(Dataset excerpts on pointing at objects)
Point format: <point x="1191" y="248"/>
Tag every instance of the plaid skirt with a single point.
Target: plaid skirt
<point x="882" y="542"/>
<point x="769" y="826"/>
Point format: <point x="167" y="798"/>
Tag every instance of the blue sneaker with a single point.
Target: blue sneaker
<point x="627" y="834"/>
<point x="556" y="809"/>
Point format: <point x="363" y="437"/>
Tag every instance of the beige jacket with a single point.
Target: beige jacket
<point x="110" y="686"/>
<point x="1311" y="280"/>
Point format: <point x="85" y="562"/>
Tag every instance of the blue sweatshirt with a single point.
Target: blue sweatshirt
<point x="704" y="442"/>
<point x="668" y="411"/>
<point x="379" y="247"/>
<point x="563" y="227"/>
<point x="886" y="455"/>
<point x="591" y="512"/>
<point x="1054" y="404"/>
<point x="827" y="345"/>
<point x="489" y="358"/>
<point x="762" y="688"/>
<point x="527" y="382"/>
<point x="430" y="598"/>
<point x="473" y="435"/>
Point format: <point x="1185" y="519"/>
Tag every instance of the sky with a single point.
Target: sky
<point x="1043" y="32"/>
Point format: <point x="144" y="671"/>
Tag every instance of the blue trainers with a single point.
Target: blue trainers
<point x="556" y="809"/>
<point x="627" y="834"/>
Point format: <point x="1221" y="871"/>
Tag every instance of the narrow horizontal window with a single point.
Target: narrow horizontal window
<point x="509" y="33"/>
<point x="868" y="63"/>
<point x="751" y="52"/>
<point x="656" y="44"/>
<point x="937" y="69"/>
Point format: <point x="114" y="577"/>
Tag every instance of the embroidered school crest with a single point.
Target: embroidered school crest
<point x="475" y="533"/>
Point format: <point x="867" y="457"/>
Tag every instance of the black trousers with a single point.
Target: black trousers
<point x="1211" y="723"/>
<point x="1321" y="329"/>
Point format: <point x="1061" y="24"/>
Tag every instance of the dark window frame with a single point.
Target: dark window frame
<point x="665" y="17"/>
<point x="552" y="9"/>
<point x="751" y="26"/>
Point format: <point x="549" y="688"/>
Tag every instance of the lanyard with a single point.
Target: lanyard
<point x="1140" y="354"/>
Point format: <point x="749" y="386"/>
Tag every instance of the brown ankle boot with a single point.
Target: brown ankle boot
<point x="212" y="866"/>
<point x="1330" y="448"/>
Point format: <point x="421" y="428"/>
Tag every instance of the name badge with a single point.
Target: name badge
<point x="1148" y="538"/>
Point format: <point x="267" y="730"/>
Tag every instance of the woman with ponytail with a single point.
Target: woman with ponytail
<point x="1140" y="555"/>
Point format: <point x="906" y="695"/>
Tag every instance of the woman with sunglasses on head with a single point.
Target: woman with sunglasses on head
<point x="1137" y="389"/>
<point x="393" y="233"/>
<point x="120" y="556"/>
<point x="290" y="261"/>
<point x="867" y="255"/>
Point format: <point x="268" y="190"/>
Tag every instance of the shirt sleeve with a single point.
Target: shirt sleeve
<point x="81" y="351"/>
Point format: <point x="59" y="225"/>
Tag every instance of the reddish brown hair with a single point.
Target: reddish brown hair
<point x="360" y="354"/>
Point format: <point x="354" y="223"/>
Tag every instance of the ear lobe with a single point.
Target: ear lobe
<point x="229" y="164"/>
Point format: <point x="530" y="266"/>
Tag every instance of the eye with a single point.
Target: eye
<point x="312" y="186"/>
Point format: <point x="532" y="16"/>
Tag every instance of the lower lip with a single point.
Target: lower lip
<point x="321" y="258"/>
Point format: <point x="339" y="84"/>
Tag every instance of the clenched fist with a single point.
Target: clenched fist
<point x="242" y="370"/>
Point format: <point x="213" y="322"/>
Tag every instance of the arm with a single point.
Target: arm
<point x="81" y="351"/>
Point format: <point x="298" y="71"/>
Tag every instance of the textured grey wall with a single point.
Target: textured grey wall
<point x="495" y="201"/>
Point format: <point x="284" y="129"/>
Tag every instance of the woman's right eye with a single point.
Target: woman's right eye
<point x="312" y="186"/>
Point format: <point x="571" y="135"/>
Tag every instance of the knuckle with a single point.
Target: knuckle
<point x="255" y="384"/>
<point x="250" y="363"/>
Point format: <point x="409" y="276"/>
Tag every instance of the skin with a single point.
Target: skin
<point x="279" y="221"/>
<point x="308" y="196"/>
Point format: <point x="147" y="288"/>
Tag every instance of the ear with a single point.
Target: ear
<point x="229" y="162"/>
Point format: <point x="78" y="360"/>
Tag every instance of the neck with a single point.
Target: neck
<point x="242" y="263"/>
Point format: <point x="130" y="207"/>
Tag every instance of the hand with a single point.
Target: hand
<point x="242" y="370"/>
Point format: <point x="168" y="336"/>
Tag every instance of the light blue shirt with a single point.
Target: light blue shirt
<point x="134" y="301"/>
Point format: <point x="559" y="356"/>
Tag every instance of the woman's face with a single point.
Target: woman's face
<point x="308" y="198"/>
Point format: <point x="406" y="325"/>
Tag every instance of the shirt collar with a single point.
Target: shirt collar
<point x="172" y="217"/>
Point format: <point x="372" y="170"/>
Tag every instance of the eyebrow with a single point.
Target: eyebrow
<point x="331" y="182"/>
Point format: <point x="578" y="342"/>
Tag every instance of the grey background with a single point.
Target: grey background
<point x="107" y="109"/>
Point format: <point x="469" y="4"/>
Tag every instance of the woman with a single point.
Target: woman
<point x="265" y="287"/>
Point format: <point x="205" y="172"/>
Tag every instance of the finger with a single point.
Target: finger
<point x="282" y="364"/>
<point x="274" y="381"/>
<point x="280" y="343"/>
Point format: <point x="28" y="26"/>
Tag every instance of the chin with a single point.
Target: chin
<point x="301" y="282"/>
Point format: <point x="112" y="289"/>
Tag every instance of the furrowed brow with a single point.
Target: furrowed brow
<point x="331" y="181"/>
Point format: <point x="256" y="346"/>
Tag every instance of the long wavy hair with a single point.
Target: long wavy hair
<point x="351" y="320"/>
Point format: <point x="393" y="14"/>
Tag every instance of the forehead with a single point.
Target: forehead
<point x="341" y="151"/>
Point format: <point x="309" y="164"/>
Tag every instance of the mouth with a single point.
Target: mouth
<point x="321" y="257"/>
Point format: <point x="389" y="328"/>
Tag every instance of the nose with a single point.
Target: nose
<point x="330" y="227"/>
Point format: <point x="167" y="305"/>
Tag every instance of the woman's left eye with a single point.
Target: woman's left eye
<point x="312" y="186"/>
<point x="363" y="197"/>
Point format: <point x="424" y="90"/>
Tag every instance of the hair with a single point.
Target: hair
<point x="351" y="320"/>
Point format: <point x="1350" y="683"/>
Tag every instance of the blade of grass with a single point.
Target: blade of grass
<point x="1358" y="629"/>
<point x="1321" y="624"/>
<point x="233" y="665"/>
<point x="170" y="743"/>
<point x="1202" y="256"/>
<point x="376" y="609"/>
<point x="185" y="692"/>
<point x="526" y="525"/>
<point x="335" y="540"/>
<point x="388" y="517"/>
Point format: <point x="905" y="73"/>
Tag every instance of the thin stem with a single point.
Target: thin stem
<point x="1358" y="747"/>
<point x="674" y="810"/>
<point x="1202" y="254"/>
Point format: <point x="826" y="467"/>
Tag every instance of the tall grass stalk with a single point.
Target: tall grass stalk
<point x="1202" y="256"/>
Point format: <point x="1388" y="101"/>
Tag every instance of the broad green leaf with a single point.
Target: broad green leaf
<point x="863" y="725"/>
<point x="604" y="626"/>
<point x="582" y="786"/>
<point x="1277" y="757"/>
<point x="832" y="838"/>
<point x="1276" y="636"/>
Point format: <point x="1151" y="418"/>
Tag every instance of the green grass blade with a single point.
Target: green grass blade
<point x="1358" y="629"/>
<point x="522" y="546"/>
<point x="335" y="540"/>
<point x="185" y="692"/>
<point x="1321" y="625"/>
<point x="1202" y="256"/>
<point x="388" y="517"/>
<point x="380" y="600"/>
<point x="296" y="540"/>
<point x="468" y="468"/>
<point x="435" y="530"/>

### Short problem
List every line above that contains the word "neck".

### Task response
Tag every instance of the neck with a single point.
Target: neck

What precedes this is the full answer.